## PROMPT 1
Select every line of the entries that contains the string "white", matching case exactly.

[Begin PASSAGE]

# Any way to validate that Power Query refresh was successful?



## cr731 (Mar 15, 2016)

I'm using Power Query and usually just use Refresh All to refresh all of my queries, and I would say that about 20-30% of the time, the query does not refresh successfully for whatever reason (it's pulling from an Access database and I frequently get the "File in use" error, which seems to go away if I do a second refresh).

Anyhow, I am looking for some way to identify that the refresh failed ... I'm using VBA to run the .RefreshAll command, so if there is a VBA way to determine if a query's refresh was a success, that would be ideal.

I'm using Excel 2013.

Is this possible?


----------



## Matt Allington (Mar 16, 2016)

How do you know it fails? If you know, why do you need a VBA solution? Just asking!


----------



## cr731 (Mar 16, 2016)

Matt Allington said:


> How do you know it fails? If you know, why do you need a VBA solution? Just asking!

[End PASSAGE]
[Begin MATERIAL FOR THE TASK]

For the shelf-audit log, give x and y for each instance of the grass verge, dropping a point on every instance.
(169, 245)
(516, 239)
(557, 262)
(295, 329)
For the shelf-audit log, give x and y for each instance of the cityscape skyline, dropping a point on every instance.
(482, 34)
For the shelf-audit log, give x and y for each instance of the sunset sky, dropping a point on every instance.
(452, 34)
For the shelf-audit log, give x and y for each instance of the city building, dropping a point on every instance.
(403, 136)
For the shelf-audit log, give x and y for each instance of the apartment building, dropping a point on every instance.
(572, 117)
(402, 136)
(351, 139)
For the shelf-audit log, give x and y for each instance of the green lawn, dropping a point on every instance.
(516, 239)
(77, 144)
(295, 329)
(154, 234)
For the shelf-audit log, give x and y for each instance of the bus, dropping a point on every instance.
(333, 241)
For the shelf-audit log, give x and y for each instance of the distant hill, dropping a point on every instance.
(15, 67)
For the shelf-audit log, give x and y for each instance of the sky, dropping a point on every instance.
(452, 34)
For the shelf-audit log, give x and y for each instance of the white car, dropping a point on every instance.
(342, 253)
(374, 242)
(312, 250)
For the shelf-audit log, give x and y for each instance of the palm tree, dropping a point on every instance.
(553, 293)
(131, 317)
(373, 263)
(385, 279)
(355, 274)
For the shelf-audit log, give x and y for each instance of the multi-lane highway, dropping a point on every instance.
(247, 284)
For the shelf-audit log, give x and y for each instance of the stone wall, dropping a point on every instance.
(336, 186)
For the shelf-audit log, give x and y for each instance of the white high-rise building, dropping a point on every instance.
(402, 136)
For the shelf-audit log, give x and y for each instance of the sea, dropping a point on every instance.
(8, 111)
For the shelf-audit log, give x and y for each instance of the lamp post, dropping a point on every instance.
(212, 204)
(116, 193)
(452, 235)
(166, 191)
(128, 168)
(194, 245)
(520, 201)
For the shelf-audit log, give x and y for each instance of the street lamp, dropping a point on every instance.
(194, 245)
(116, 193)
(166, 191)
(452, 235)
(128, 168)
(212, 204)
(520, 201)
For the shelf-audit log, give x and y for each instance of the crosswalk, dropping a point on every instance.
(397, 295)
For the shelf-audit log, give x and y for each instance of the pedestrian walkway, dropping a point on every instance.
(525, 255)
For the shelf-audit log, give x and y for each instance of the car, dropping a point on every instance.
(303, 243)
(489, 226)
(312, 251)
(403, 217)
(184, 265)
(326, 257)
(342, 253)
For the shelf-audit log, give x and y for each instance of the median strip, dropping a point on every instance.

[End MATERIAL FOR THE TASK]

## PROMPT 2
Print the Power Query thread word for word from "Anyhow, I am" to "Allington (Mar 16, 2016)".

## CORRECT OUTPUT 1
For the shelf-audit log, give x and y for each instance of the white car, dropping a point on every instance.
For the shelf-audit log, give x and y for each instance of the white high-rise building, dropping a point on every instance.

## CORRECT OUTPUT 2
Anyhow, I am looking for some way to identify that the refresh failed ... I'm using VBA to run the .RefreshAll command, so if there is a VBA way to determine if a query's refresh was a success, that would be ideal.

I'm using Excel 2013.

Is this possible?


----------



## Matt Allington (Mar 16, 2016)